--- START ---

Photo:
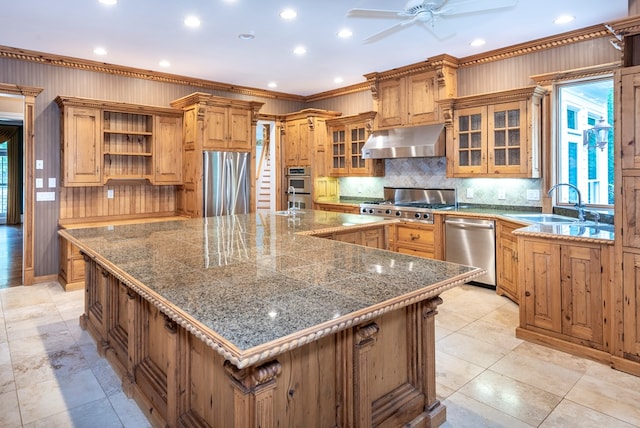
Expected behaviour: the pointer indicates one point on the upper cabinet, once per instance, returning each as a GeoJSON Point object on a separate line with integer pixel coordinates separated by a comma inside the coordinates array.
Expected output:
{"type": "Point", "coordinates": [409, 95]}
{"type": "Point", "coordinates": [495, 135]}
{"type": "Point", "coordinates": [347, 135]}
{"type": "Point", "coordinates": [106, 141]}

--- END ---
--- START ---

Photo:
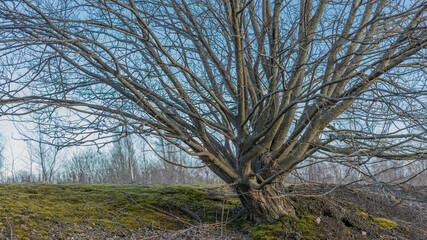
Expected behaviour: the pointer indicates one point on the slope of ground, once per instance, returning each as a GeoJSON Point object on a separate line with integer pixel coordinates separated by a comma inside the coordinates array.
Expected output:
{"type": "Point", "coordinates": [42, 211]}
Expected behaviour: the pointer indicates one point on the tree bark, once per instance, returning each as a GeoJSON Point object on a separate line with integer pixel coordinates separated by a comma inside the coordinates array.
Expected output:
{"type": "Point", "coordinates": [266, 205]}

--- END ---
--- START ---

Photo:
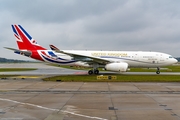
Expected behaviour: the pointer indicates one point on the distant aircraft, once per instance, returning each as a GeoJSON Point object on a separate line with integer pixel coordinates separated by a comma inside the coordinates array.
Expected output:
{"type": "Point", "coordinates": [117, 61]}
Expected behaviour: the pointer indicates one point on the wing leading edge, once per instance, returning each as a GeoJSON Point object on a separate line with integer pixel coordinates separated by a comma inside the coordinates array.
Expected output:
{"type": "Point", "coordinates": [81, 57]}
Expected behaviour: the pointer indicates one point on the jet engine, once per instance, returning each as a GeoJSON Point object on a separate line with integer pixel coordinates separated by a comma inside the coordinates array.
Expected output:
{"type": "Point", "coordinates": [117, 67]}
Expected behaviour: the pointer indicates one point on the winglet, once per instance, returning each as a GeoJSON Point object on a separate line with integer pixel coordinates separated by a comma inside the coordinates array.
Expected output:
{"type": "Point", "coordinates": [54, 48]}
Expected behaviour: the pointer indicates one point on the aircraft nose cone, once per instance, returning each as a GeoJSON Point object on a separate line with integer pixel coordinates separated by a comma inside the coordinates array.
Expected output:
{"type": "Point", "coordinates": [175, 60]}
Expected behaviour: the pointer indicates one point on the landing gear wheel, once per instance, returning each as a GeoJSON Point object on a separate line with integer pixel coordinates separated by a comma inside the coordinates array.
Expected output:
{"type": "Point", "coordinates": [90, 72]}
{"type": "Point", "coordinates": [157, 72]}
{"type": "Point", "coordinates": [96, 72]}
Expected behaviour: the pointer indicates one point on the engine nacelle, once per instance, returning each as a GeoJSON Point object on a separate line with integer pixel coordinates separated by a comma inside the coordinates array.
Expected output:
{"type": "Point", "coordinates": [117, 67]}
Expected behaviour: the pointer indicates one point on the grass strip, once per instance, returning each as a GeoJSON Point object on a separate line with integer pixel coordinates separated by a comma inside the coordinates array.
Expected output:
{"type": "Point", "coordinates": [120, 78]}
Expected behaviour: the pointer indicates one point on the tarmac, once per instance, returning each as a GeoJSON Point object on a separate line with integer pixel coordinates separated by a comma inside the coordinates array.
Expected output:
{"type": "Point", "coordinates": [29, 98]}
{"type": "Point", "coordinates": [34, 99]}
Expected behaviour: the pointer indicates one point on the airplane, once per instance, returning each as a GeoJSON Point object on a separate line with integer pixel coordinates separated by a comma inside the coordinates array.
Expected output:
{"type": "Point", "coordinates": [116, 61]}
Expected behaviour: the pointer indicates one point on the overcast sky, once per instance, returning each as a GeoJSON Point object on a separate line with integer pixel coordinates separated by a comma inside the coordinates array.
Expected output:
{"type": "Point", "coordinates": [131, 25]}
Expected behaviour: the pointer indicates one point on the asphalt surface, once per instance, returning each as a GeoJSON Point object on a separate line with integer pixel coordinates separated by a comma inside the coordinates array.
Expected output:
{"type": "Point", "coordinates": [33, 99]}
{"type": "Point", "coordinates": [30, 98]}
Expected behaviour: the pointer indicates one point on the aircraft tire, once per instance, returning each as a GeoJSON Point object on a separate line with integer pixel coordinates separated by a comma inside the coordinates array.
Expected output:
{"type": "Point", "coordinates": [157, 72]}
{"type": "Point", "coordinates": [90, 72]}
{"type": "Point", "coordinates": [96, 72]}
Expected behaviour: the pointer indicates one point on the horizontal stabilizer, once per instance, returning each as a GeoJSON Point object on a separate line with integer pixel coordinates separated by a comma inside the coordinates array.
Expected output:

--- END ---

## JOB
Please pull out each line above that contains the word "aircraft".

## RESULT BELOW
Expected behaviour: the pointer indicates one point on the distant aircraft, once per instance, returning each as a GeoJSON Point object on a separate line with integer pixel coordinates separated by a comma inside the coordinates array.
Expected behaviour: the pointer indicates one point on the aircraft nose cone, once per instance, returning each as a GeoJSON Point object on a separate line with integer pixel coordinates separated by a comma inside the coordinates array.
Expected behaviour: the pointer indicates one point on the aircraft tire, once per instance, returning each as a GeoJSON Point object on a separate line with integer pixel coordinates separated by a comma inside the coordinates array.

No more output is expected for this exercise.